This column has been known to cause some stir for the politics being read into it, but mostly the column is apolitical.  However, I am very nervous and followed the senate confirmation hearings for Brett Kavanaugh closely.  It started for me after the allegations of sexual misconduct when he was a teenager were well in motion.  It wasn’t the sexual misconduct that caught my attention, it was the people with law degrees saying the onus of proof lies on Kavanaugh.  In other words, the accuser should be considered telling the absolute truth and the accused should be mounting a defense, if he was even in the vicinity or can remember where he was on that specific date 35 years ago.  Scary stuff!!  Especially for someone who works with the public.  And to make it even scarier, the senator from Hawaii Mazie Hirono said “he is very much against women’s reproductive choice,” therefore he must have committed the act he is accused of.  That sent a chill down my spine.  He has an opinion against her opinion, so he must be guilty of attempted rape.  Imagine if they believed everything against cops that is thrown out there.  Oh wait, they already do!!
* * * * *
Pick up the column on the Kavanaugh confirmation hearings after its final sentence and keep writing it in the same voice.

→ Available data:
* * * * *
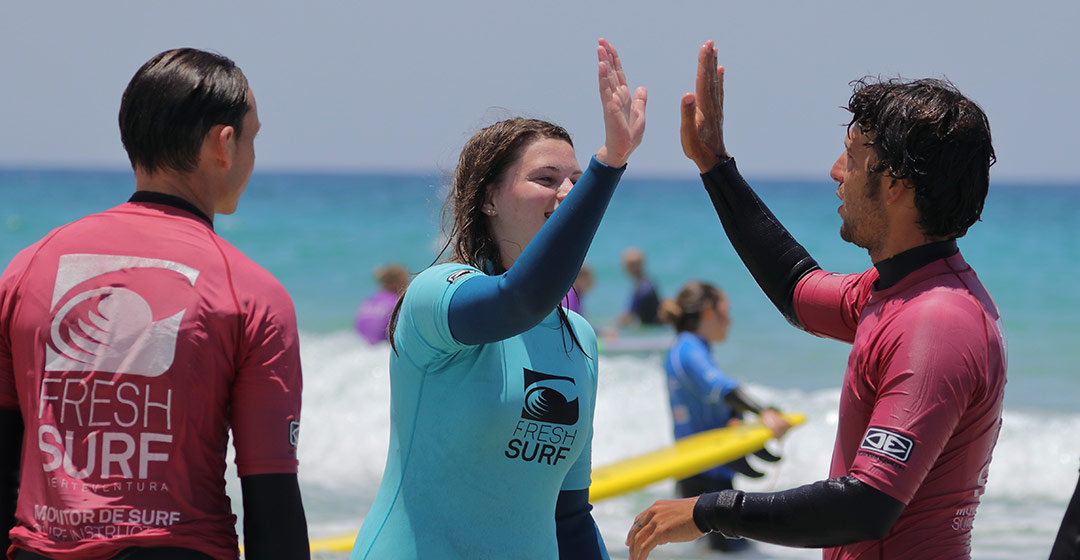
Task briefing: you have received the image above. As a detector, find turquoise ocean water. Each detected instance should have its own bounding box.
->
* * * * *
→ Answer to the exercise:
If we have learned anything from Ferguson, or Freddie Gray, or any of the big cases is we must wait for an investigation, or at least the second half of the videotape.  Essentially, a case must be investigated before it is set out in public.  The “rush to judgement” is something cops deal with all the time, and there is not really any training for it at this point that I am aware of.  How do you handle being under such amazing scrutiny and now find yourself going crazy?  It is interesting that the accusers will say you have got some guilt when you falter under scrutiny, but isn’t that normal.  The accusers will say you must have done it when you get angry or over emotional, but again that is a normal emotion to being falsely accused as well.  Then there are those that pile on with other accusation or even made up lies which will cause more emotion and more of the appearance you are just starting to lose it.  We don’t really know the truth in the first place, but the destruction an accusation can do can make an entire life unfold.

Okay, so I have said nothing new.  Now let’s talk about what to do if you are accused.  F. B. Meyer who was a famous Baptist minister in England once said: “We make a mistake in trying always to clear ourselves. We should be wiser to go straight on, humbly doing the next thing, and leaving God to vindicate us.” The cops I know have a different standard: you can tell a man is guilty by the effort they put in to prove they are innocent.  I am not sure either is right, but both should be considered. (more…)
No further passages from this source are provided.